:: Requirement ::
Swap "hazy sky" for "misty sky" in the lines below and write them out again, keeping everything else the same.

:: Task material ::
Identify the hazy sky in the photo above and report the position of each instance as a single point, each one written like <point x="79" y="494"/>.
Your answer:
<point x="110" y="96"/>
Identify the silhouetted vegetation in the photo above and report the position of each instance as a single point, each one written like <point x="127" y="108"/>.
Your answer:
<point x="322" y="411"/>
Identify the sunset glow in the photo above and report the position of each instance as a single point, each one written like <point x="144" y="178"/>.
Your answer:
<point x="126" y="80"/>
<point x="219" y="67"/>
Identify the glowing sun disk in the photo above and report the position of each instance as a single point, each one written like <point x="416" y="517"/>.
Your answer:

:: Full answer ::
Identify the misty sky in the photo above and report the position of each instance as a single point, each one written like <point x="79" y="494"/>.
Your answer:
<point x="110" y="96"/>
Identify the silhouetted vegetation in the photo above and report the position of each instance as a single point, each one written like <point x="127" y="108"/>.
Your answer:
<point x="322" y="411"/>
Identify the sunset glow in the photo above and report the position of each instance as a single point, each one written like <point x="144" y="178"/>.
Your answer:
<point x="126" y="80"/>
<point x="219" y="67"/>
Identify the glowing sun disk in the photo above and report the position of each instance as a single point, each one written like <point x="416" y="517"/>.
Your answer:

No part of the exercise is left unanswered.